> **Zitierter Text**:
────────

„Macroeconomics is mostly ex-post storytelling.“ (Russel Roberts, GMU)
Der Gegensatz könnte kaum größer sein. Die Börsen weltweit sind schon seit Monaten in euphorischer Stimmung. Ein steiler wirtschaftlicher Aufschwung scheint kaum noch zu verhindern. Die reale Wirtschaft teilt diesen Optimismus allerdings (noch) nicht. Das Ende des Abschwungs zeichnet sich zwar ab, der Aufschwung ist aber labil. In den USA scheinen sich die schlimmsten Befürchtungen zu bewahrheiten. Die Arbeitslosenquote erreicht Werte wie zuletzt vor 25 Jahren. Mit annährender Vollbeschäftigung wird dort frühestens wieder zwischen 2013 und 2017 gerechnet. Es besteht wenig Hoffnung, dass diese Entwicklung an Europa vorbeigehen wird. Kein Wunder, dass die Nervosität der Politik dieseits und jenseits des Atlantiks wächst. Schon denken die ersten über weitere Konjunkturprogramme nach. Noch mehr staatliche Beschäftigung scheint nicht mehr ausgeschlossen, auch nicht in den USA. Damit soll das Schlimmste auf den Arbeitsmärkten verhindert werden.

────────

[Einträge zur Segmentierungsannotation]
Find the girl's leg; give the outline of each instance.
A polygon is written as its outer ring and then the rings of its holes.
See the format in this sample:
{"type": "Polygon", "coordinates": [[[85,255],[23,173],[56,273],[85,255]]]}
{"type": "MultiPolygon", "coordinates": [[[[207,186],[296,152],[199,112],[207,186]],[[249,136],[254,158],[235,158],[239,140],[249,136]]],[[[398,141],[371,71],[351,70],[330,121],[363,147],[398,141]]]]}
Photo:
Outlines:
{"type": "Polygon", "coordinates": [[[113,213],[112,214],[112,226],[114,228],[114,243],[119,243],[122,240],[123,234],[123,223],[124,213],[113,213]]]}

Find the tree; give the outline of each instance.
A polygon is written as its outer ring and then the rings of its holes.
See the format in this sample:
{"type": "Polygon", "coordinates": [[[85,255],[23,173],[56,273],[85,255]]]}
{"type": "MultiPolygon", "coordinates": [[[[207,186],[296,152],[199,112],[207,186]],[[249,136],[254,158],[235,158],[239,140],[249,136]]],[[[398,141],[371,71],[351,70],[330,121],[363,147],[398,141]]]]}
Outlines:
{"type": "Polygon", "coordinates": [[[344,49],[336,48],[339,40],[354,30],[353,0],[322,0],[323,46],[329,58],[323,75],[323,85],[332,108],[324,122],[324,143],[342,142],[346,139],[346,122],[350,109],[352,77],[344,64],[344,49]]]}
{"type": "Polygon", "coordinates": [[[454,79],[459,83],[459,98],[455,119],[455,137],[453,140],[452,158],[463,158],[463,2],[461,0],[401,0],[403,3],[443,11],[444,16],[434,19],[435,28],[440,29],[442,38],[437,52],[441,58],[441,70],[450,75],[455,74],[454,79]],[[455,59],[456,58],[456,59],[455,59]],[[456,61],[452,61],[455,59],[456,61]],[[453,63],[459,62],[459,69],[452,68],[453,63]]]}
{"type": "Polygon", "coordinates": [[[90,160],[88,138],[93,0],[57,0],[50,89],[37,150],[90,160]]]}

────────

> **Zu lösende Aufgaben**:
A) Ab wann wird laut dem Text zur Konjunkturlage in den USA frühestens wieder mit annähernder Vollbeschäftigung gerechnet?
B) Schreiben Sie den Text zur Konjunkturlage im Anschluss an seinen letzten Satz weiter.
Diese Daten stammen aus einer anderen Quelle als der Text.

> **Lösungen**:
A) Frühestens zwischen 2013 und 2017.

B)
Schwere Einschläge
Die wirtschaftlichen Einschläge im letzten Jahr waren gewaltig. Sie fielen größer aus als alle Einbrüche der Nachkriegszeit. Mit dem Schock der „Großen Depression“ sind sie dennoch nicht vergleichbar. Die spannende Frage bleibt: Wie wirkt sich die „Große Rezession“ auf die Arbeitsmärkte aus? Die Antworten fallen unterschiedlich aus. Für viele handelt es sich zum ersten Mal seit den 30er Jahren um eine lupenreine keynesianische Situation. Als die Immobilienblase platzte, stürzten die wirtschaftlichen Akteure in tiefe ökonomische Unsicherheit. Sie reagierten lehrbuchhaft. Die Nachfrage nach geldnahen Aktiva nahm sprunghaft zu. Weltweit wurden deshalb riesige Konjunkturprogramme initiiert, um brachliegende Kapazitäten besser auszulasten. Ein schneller Aufschwung schien damit vorprogrammiert. Die Hoffnung war eine wirtschaftliche Entwicklung in Form eines V. Das funktioniert aber nur, wenn der Abschwung konjunktureller Natur ist.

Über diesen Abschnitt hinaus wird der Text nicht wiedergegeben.